● Required work: Extract each line of the data below exactly as written.
┄┄┄┄┄┄┄┄┄┄┄┄┄┄┄┄┄┄┄┄
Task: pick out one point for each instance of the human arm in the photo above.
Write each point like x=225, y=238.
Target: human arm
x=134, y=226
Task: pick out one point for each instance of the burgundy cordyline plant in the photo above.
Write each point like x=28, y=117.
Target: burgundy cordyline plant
┄┄┄┄┄┄┄┄┄┄┄┄┄┄┄┄┄┄┄┄
● Exercise response:
Task: pick out one point for each instance of the human arm in the photo above.
Write each point like x=225, y=238.
Target: human arm
x=134, y=226
Task: pick out one point for each instance of the burgundy cordyline plant in the photo above.
Write each point like x=28, y=117.
Target: burgundy cordyline plant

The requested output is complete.